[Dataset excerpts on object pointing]

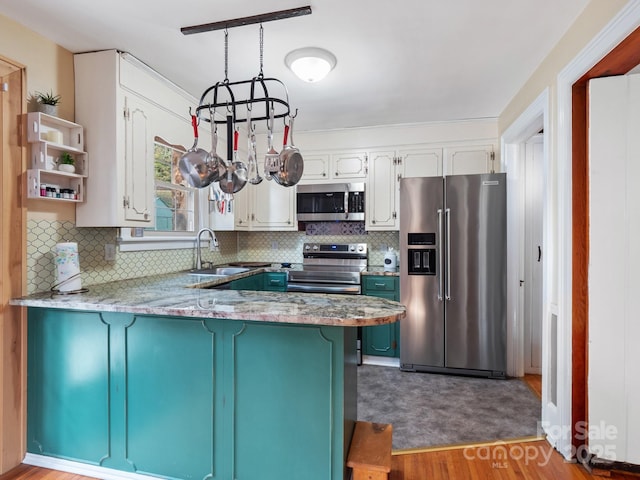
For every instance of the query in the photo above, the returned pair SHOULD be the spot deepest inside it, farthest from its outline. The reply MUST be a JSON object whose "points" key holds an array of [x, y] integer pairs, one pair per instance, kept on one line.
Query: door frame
{"points": [[530, 122], [13, 326], [614, 51]]}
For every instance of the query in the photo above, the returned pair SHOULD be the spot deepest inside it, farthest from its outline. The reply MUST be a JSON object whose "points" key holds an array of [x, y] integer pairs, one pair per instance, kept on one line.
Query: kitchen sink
{"points": [[219, 271]]}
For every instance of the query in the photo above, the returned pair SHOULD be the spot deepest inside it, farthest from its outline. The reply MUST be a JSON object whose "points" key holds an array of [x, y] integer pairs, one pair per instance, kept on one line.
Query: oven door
{"points": [[318, 279], [311, 287]]}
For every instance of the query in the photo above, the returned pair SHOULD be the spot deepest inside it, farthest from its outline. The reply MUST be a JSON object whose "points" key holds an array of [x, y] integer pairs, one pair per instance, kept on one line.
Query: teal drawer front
{"points": [[275, 281], [254, 282], [379, 283]]}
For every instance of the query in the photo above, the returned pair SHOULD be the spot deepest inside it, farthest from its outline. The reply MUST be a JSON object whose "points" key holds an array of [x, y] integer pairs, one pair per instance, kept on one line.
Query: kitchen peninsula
{"points": [[147, 376]]}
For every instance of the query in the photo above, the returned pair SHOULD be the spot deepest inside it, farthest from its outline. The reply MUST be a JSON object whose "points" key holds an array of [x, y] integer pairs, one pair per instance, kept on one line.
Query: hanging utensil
{"points": [[291, 163], [236, 177], [252, 161], [217, 162], [195, 164], [271, 158]]}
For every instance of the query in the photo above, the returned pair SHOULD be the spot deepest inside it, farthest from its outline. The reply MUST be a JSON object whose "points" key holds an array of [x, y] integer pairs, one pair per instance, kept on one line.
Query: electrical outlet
{"points": [[109, 252]]}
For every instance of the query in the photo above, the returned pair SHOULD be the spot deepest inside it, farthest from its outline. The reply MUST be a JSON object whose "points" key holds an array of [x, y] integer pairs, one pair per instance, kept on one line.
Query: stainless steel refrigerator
{"points": [[453, 274]]}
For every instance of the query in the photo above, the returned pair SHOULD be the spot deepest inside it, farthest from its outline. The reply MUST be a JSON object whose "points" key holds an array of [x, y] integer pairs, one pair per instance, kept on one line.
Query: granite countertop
{"points": [[181, 294]]}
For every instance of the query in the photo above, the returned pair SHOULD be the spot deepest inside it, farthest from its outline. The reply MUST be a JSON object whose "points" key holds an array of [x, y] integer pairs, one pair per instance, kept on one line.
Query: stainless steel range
{"points": [[330, 268]]}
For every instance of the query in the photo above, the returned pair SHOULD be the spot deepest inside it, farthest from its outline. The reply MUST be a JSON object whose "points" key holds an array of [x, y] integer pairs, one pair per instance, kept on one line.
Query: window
{"points": [[179, 209], [174, 201]]}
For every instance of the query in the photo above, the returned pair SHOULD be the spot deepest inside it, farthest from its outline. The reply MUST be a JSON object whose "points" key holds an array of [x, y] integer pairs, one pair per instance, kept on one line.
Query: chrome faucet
{"points": [[198, 250]]}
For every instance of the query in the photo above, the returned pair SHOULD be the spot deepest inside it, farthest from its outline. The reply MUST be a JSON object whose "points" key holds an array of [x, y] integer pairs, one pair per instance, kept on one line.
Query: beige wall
{"points": [[589, 23], [48, 67], [592, 20]]}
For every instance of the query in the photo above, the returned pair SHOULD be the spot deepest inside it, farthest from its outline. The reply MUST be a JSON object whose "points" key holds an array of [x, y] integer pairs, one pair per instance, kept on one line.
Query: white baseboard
{"points": [[381, 361], [84, 469]]}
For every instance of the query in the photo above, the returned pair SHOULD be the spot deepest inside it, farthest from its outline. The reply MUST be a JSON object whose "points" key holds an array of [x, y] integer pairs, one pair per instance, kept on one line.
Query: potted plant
{"points": [[47, 102], [66, 163]]}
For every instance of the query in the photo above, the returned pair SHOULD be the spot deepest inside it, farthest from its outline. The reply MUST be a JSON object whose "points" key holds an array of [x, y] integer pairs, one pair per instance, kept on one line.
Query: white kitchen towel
{"points": [[67, 267]]}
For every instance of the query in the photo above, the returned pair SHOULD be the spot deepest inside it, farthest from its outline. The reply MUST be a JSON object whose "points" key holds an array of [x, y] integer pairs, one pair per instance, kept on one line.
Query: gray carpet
{"points": [[430, 409]]}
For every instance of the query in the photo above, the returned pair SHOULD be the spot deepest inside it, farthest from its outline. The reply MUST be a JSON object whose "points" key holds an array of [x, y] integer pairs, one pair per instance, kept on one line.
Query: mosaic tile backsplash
{"points": [[42, 236], [278, 247], [274, 247]]}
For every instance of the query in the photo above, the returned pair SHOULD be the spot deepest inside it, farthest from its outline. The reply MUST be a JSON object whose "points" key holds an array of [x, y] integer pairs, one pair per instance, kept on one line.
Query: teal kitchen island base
{"points": [[191, 398]]}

## What you are asked to do
Retype the records exactly. Any image in them should not appear in what you write.

## Task response
For every instance of the query in the photo above, the returned pair SHOULD be the spot deepest inside it, farthest from its outline. The reply MUST be a JSON object whose "points" key holds an array of [x, y] integer pairs, one pair per instance, kept on one line.
Query: door frame
{"points": [[530, 122], [13, 326], [614, 51]]}
For every instance of the query in the photo above, the returned pair SHOULD be the spot deepest inside it, farthest from its outline. The reply MUST be a JSON object whose "points" key holds an array of [x, y] integer pairs, one pair per instance, kept on one line.
Query: kitchen sink
{"points": [[219, 271]]}
For every instance of the query in the photo above, the returned pair SHOULD be the spot deepest inside it, farthest from its outline. The reply MUST be a JSON object whose "points" key holds an array of [x, y] integer pairs, one pair per instance, kept on one line.
Query: oven door
{"points": [[318, 279], [311, 287]]}
For every instance of the query in the photo above, the returned pair SHOULD be the spot deepest inside it, farthest from its outline. The reply MUST be a JSON object whose "points" key holds an array of [x, y] integer pairs, one pair per instance, kept on one line.
Query: teal drawer front
{"points": [[275, 281], [254, 282], [379, 283]]}
For every instance of the query in the photo above, the returned pair SHOULD be the spot deepest inside it, farthest from its outline. The reply MUST be a JSON object whose "points" key holds an array of [x, y] integer pairs, one pair per instance, kept on one line.
Query: kitchen peninsula
{"points": [[147, 376]]}
For every instance of the query in the photo above, the returned pair SHOULD be the spot deepest inside it, farthest from its outline. The reply MUST be a JSON object whose "points" key holds an array of [x, y] integer pairs, one pair per instance, kept on one line.
Query: hanging utensil
{"points": [[291, 163], [236, 177], [252, 161], [217, 162], [195, 164], [271, 158]]}
For every instance of the query in the photo above, the returned pair SHOULD be the spot deepest inside it, farthest from its outline. The reply MUST be a JSON object whose "points" key holds an array of [x, y] integer pairs, one pair per instance, kept on one line.
Query: electrical outlet
{"points": [[109, 252]]}
For every instance of the query in the photo above, the returned pair SHOULD be the spot deepest inside it, farthest from its outline. The reply MUST be a JSON object whose "points" key holds an array of [x, y] integer pairs, one pair per instance, kept on one line.
Query: stainless steel refrigerator
{"points": [[453, 274]]}
For every instance of the query in the photo above, the returned pair SHOULD be the spot deepest inside it, farthest from its outline. The reply MUST be a JSON object whose "points" key holds an array of [x, y] integer pairs, one pair per instance, kept on one line.
Query: granite countertop
{"points": [[181, 294]]}
For every instance of the query in the photo above, the returned pair SHOULD be the spot deepest inside it, farthest from its outline. The reply MUST be a JSON object whose "points" key holds an array of [x, y] integer pairs, one pair per instance, kept on one line.
Query: stainless steel range
{"points": [[330, 268]]}
For every instance of the query in the photo above, the returned pair SHOULD be the spot deepest inside it, farthest from its outline. The reply MUST be a JSON object whose "points" key holds an array of [x, y] integer pairs, one pair per instance, kept on one line.
Query: window
{"points": [[179, 209], [174, 201]]}
For every instance of the query in the photo above, the returned pair SHOULD be the spot deepest inside it, farthest from its outline. The reply MUST be a JSON object whose "points" key holds an array of [x, y] integer pairs, one pair per instance, kept on one line.
Query: chrome faucet
{"points": [[198, 250]]}
For every instance of the query in the photo above, the returned pair SHOULD be the spot deepest inside it, farthest from its outline. The reply MUST be a JSON object whose "points" key holds an array of [x, y] integer pairs, one pair per instance, kept on one line.
Query: beige wall
{"points": [[589, 23], [48, 67], [592, 20]]}
For every instance of the query in the photo above, the returned pair SHOULD be the spot deepest inside it, farthest from its outline. The reply MUST be a JSON object whose "points" key holds an array of [x, y] integer pairs, one pair per instance, kept on one line.
Query: white baseboard
{"points": [[381, 361], [84, 469]]}
For every instance of the query in the photo above, the returned pair SHOULD be the spot deepest inside it, farthest from its outline. The reply MUST be a JSON object whose "points" key holds an array of [x, y] integer pairs, one pair per instance, kept on one line.
Query: potted plant
{"points": [[47, 102], [66, 163]]}
For every instance of the query in the photo above, the returned pair SHOULD be the spot deepest inside it, farthest from its outline. The reply MUST be a JSON object whose "points" key holds an array of [x, y] integer pairs, one pair per instance, kept on one line.
Query: white kitchen towel
{"points": [[67, 267]]}
For every instance of the query in the photo above, the returned pair SHOULD be the spot deepest inside it, farthest from its outline. The reply MUST be a JSON object whose "points" key holds an array of [x, y] integer pairs, one pair per instance, kept on one line.
Query: gray carpet
{"points": [[430, 409]]}
For every instance of the query in the photo above, the returned pair SHOULD be the spot deepest inside it, farthest from its outline. The reply MUST be a JSON object whose "points" key holds an array of [x, y] integer pairs, one pair per instance, kept on one line.
Query: mosaic tile backsplash
{"points": [[42, 236], [278, 247], [274, 247]]}
For every instance of the query in the photo above, the returned pair SHOULD be the spot deepest inside it, farthest from its outline. The reply MUST be a JSON object whose "points" key holds an array of [x, y] integer pairs, one pair per instance, kept on one line.
Query: teal kitchen island base
{"points": [[191, 398]]}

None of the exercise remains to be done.